_Passage shown_.
——————
Drexel Film Aficionados Make Oscar Picks

February 16, 2015

The Oscars. Photo by Alan Light.
The Oscars. Photo by Alan Light.

Wondering who may take home Oscar Sunday in the 87th Academy Awards?

Is Michael Keaton really a shoe-in for best actor? Will the director of the long-coming “Boyhood” or the enterprising “Birdman” win top honors? Can Julianne Moore overtake Rosamund Pike in the best actress category?

Lucky for you, gathered here are picks from some of the Drexel’s film aficionados that might give you a little insight for Hollywood’s biggest night.

Michael Keaton
Michael Keaton

- Best Actor in a Leading Role -

Matthew Kaufhold, program director, Screenwriting and Playwriting, Westphal College of Media Arts & Design: Michael Keaton — “He’s been owed an award since ‘Clean & Sober.’ This is going to be his lifetime achievement award.”

Jocelyn Motter, assistant teaching professor, Cinema and Television, Wesphal College of Media Arts & Design: Michael Keaton — “This one is easy. He’s an amazing actor who has never been taken seriously. This award is long overdue.”
——————
_Recorded data_.

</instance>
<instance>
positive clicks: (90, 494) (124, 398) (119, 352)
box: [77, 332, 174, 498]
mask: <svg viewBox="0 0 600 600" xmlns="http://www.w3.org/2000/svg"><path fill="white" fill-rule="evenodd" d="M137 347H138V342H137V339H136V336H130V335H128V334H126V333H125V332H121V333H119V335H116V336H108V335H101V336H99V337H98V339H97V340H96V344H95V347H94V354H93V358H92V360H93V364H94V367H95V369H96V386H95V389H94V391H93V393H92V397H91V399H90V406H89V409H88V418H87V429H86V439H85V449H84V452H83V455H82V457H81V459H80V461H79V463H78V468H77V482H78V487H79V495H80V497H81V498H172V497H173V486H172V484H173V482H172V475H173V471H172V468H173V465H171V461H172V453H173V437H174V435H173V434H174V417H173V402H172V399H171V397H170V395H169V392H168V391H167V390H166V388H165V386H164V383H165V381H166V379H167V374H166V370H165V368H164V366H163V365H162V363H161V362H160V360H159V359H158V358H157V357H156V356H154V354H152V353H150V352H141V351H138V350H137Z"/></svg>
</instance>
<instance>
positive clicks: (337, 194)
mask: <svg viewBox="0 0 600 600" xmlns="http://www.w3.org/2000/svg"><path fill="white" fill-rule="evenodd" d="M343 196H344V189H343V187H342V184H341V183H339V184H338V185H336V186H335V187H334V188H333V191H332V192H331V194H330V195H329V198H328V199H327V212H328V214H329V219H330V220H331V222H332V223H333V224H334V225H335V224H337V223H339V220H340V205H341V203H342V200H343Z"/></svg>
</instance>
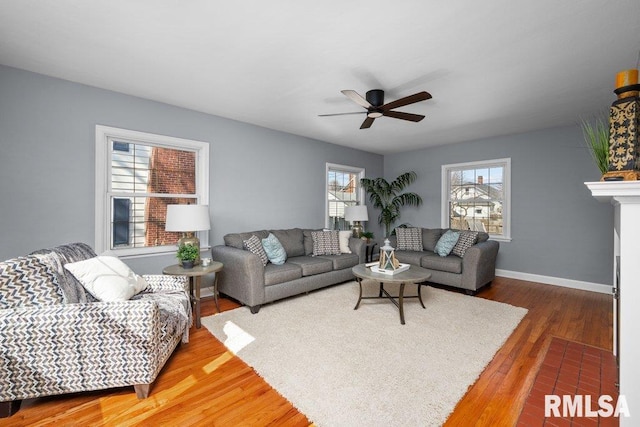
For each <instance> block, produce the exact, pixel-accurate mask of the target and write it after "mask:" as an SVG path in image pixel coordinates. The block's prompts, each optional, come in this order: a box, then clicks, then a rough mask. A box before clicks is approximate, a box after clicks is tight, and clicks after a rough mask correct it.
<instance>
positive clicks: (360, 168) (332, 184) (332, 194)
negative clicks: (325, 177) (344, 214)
mask: <svg viewBox="0 0 640 427" xmlns="http://www.w3.org/2000/svg"><path fill="white" fill-rule="evenodd" d="M326 176H327V191H326V194H327V203H326V210H325V213H326V226H327V228H330V229H332V230H348V229H350V228H351V224H347V222H346V221H345V220H344V208H345V207H346V206H355V205H359V204H361V203H362V198H363V192H362V187H361V186H360V179H361V178H364V169H362V168H355V167H351V166H343V165H335V164H332V163H327V174H326Z"/></svg>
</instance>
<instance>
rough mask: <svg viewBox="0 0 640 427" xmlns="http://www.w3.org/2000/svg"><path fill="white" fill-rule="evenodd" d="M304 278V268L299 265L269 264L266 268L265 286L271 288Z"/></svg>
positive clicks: (265, 272) (264, 278)
mask: <svg viewBox="0 0 640 427" xmlns="http://www.w3.org/2000/svg"><path fill="white" fill-rule="evenodd" d="M301 277H302V268H301V267H300V266H299V265H297V264H291V263H289V262H285V263H284V264H282V265H275V264H268V265H267V266H265V268H264V285H265V286H271V285H277V284H278V283H284V282H289V281H291V280H295V279H299V278H301Z"/></svg>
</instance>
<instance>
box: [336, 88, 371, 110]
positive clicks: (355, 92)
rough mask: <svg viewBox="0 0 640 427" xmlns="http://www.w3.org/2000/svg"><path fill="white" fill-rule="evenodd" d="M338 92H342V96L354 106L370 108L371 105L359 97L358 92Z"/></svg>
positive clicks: (370, 104) (366, 100) (340, 91)
mask: <svg viewBox="0 0 640 427" xmlns="http://www.w3.org/2000/svg"><path fill="white" fill-rule="evenodd" d="M340 92H342V94H343V95H344V96H346V97H347V98H349V99H351V100H352V101H353V102H355V103H356V104H358V105H362V106H363V107H364V108H370V107H372V105H371V104H370V103H369V101H367V100H366V99H364V98H363V97H362V96H360V94H359V93H358V92H356V91H355V90H341V91H340Z"/></svg>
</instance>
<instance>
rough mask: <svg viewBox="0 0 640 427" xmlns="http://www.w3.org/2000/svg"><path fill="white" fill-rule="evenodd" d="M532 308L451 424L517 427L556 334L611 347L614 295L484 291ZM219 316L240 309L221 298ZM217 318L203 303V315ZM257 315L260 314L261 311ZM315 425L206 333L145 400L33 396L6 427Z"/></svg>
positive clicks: (206, 330)
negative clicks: (530, 390) (36, 426)
mask: <svg viewBox="0 0 640 427" xmlns="http://www.w3.org/2000/svg"><path fill="white" fill-rule="evenodd" d="M477 297H478V298H486V299H490V300H494V301H500V302H504V303H507V304H511V305H515V306H519V307H525V308H527V309H528V310H529V312H528V313H527V315H526V316H525V318H524V319H523V320H522V322H521V323H520V325H519V326H518V327H517V328H516V330H515V331H514V333H513V334H512V335H511V336H510V337H509V339H508V340H507V341H506V342H505V344H504V346H503V347H502V348H501V349H500V350H499V351H498V352H497V353H496V355H495V357H494V359H493V360H492V361H491V363H489V365H488V366H487V367H486V368H485V370H484V372H483V373H482V375H481V376H480V377H479V378H478V380H477V381H476V383H475V384H473V385H472V386H471V387H470V388H469V390H468V392H467V394H466V395H465V396H464V397H463V398H462V399H461V400H460V402H459V403H458V405H457V406H456V408H455V410H454V412H453V413H452V414H451V416H450V417H449V419H448V420H447V423H446V424H445V425H447V426H468V425H487V426H489V425H490V426H496V425H504V426H510V425H514V424H515V423H516V421H517V420H518V417H519V415H520V411H521V409H522V405H523V404H524V401H525V399H526V397H527V395H528V393H529V389H530V388H531V386H532V384H533V381H534V379H535V375H536V373H537V370H538V367H539V365H540V363H541V362H542V359H543V357H544V354H545V353H546V350H547V347H548V345H549V343H550V341H551V337H553V336H558V337H561V338H565V339H568V340H572V341H578V342H581V343H584V344H587V345H591V346H595V347H599V348H604V349H606V350H609V351H611V349H612V334H613V310H612V297H611V296H610V295H603V294H598V293H594V292H587V291H580V290H575V289H567V288H560V287H555V286H550V285H544V284H540V283H533V282H526V281H520V280H515V279H506V278H497V279H496V280H495V281H494V283H493V284H492V286H491V287H489V288H486V289H484V290H483V291H482V292H480V293H479V294H478V295H477ZM220 306H221V309H222V310H230V309H233V308H236V307H238V304H237V303H235V302H234V301H231V300H229V299H225V298H222V299H221V300H220ZM213 313H215V305H214V303H213V300H211V299H208V300H203V303H202V315H203V316H207V315H210V314H213ZM256 316H260V313H258V314H257V315H256ZM53 425H64V426H88V425H91V426H99V425H109V426H111V425H113V426H116V425H117V426H136V425H150V426H156V425H180V426H200V425H204V426H239V425H246V426H268V425H273V426H288V427H289V426H290V427H298V426H308V425H310V421H309V420H308V419H307V418H306V417H305V416H304V414H301V413H300V412H299V411H297V410H296V408H294V407H293V406H292V405H291V403H290V402H288V401H287V400H286V399H284V398H283V397H282V396H280V395H279V394H278V393H277V392H276V391H275V390H273V389H272V388H271V387H270V386H269V385H268V384H267V383H265V382H264V380H262V378H260V377H259V376H258V375H257V374H256V373H255V372H254V371H253V369H252V368H251V367H249V366H247V365H246V364H245V363H244V362H243V361H241V360H240V359H238V358H236V357H235V356H233V355H232V354H230V353H229V352H228V351H227V349H226V348H225V347H224V346H223V345H222V344H221V343H220V342H219V341H218V340H216V339H215V338H214V337H213V336H212V335H211V334H210V333H209V331H207V329H206V328H204V327H203V328H201V329H195V328H192V330H191V338H190V342H189V343H188V344H183V345H181V346H180V347H179V348H178V349H177V350H176V351H175V352H174V354H173V356H172V357H171V358H170V359H169V361H168V362H167V364H166V366H165V367H164V369H163V370H162V372H161V373H160V375H159V377H158V379H157V380H156V383H155V384H154V386H153V388H152V389H151V394H150V397H149V398H148V399H143V400H138V399H137V398H136V395H135V392H134V390H133V387H123V388H118V389H111V390H103V391H95V392H90V393H76V394H70V395H63V396H49V397H45V398H40V399H29V400H26V401H24V402H23V404H22V408H21V409H20V411H18V412H17V413H16V414H15V415H14V416H12V417H10V418H4V419H0V426H53Z"/></svg>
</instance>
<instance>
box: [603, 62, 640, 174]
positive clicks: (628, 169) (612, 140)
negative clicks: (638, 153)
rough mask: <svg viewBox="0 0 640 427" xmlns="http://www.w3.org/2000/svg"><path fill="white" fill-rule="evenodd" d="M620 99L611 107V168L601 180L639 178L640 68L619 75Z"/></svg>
mask: <svg viewBox="0 0 640 427" xmlns="http://www.w3.org/2000/svg"><path fill="white" fill-rule="evenodd" d="M614 92H615V94H616V95H618V99H617V100H616V101H614V102H613V104H611V109H610V110H609V171H608V172H607V173H605V174H604V176H603V177H602V181H623V180H624V181H637V180H640V160H639V157H638V154H637V153H638V150H640V126H639V125H638V123H639V122H640V95H639V94H640V84H638V70H637V69H632V70H625V71H621V72H620V73H618V75H617V76H616V90H615V91H614Z"/></svg>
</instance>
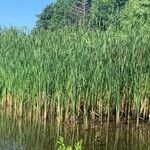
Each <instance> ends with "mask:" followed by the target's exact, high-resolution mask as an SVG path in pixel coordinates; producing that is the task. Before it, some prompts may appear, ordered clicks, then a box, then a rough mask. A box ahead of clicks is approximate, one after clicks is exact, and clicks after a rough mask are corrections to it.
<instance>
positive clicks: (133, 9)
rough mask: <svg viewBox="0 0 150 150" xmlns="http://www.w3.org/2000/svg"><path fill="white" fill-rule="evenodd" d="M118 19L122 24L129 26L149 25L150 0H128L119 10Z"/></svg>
mask: <svg viewBox="0 0 150 150" xmlns="http://www.w3.org/2000/svg"><path fill="white" fill-rule="evenodd" d="M120 19H121V22H122V26H125V27H127V26H128V27H129V28H137V27H142V26H143V25H146V24H147V25H150V1H149V0H143V1H141V0H129V1H128V3H127V5H126V7H125V8H124V9H123V10H122V11H121V15H120Z"/></svg>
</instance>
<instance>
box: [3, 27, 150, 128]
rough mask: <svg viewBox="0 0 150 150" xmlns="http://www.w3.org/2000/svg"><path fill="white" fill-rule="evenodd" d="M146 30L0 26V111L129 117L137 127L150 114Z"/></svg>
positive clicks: (84, 115) (61, 119) (86, 115)
mask: <svg viewBox="0 0 150 150" xmlns="http://www.w3.org/2000/svg"><path fill="white" fill-rule="evenodd" d="M144 30H146V29H144ZM144 30H143V29H128V28H126V29H122V30H119V31H116V30H114V29H112V28H110V29H108V30H107V31H100V30H99V29H90V28H83V27H82V28H80V27H79V28H75V27H64V28H63V29H59V30H57V31H54V32H50V31H36V32H34V33H26V32H24V31H23V30H19V29H15V28H8V29H3V30H1V31H0V97H1V98H0V105H1V110H2V111H6V110H7V111H8V110H9V111H10V112H11V113H13V114H14V115H16V116H18V115H19V116H23V115H25V114H30V115H29V116H30V117H35V118H44V119H52V116H54V118H57V121H58V122H61V121H65V122H68V123H69V122H74V121H76V120H78V119H81V118H82V119H83V120H84V121H85V122H88V121H89V120H95V119H98V120H99V121H100V122H104V121H107V122H108V123H109V121H111V120H116V122H117V123H119V122H120V121H122V120H124V119H126V120H130V118H133V119H136V120H137V125H138V124H139V119H140V118H142V119H144V120H145V119H148V118H149V113H150V112H149V110H150V103H149V101H150V43H149V41H150V37H149V36H148V35H150V30H146V31H144ZM145 33H146V34H145Z"/></svg>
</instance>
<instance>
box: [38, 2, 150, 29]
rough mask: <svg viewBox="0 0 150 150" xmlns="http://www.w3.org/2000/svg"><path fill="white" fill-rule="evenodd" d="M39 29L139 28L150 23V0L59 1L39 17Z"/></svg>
mask: <svg viewBox="0 0 150 150" xmlns="http://www.w3.org/2000/svg"><path fill="white" fill-rule="evenodd" d="M37 17H38V20H37V22H36V27H35V29H46V30H55V29H58V28H63V27H64V26H69V25H71V26H72V25H75V26H79V25H80V26H81V25H82V26H83V25H84V26H85V25H86V26H89V27H92V28H99V29H102V30H107V29H108V28H110V27H114V28H121V27H122V26H129V25H130V26H131V27H135V26H136V25H139V24H140V25H141V26H143V24H145V23H148V22H150V21H149V20H150V19H149V18H150V1H149V0H143V1H141V0H57V1H56V2H55V3H51V4H50V5H48V6H47V7H46V8H44V9H43V11H42V12H41V13H40V14H39V15H37Z"/></svg>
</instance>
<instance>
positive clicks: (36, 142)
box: [0, 117, 150, 150]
——————
_Assigned task 1_.
According to the Oscar picks article, since which film has Michael Keaton been owed an award in Matthew Kaufhold's view?
_Assigned task 2_.
Continue the article on Drexel's Oscar picks from its last line.

_Final answer 1_.
"Clean & Sober"

_Final answer 2_.
Thomas Quinn, visiting professor, Cinema and Television, Westphal College of Media Arts & Design: Bradley Cooper — “Sadly, I have not seen any of these performances. Based on clips and word of mouth, I think Cooper could take this as his performance seems layered and complex — perhaps more so than the dialogue around the film.”

Matt Hepworth, president of the Pretentious Film Majors student organization: Michael Keaton — “While I would love to see Benedict Cumberbatch or Steve Carell take the award, Michael Keaton clearly deserves it. He gave a stellar performance and, in all honesty, seems like the only, real contender here.”

Michaela Murray, vice president of the Pretentious Film Majors: Michael Keaton — “All of the actors in ‘Birdman’ had to be at the top of their game to create the illusion that the film was shot in a single take; Keaton surpassed the sheer technical demands of this ambitious project and turned in an astounding performance.”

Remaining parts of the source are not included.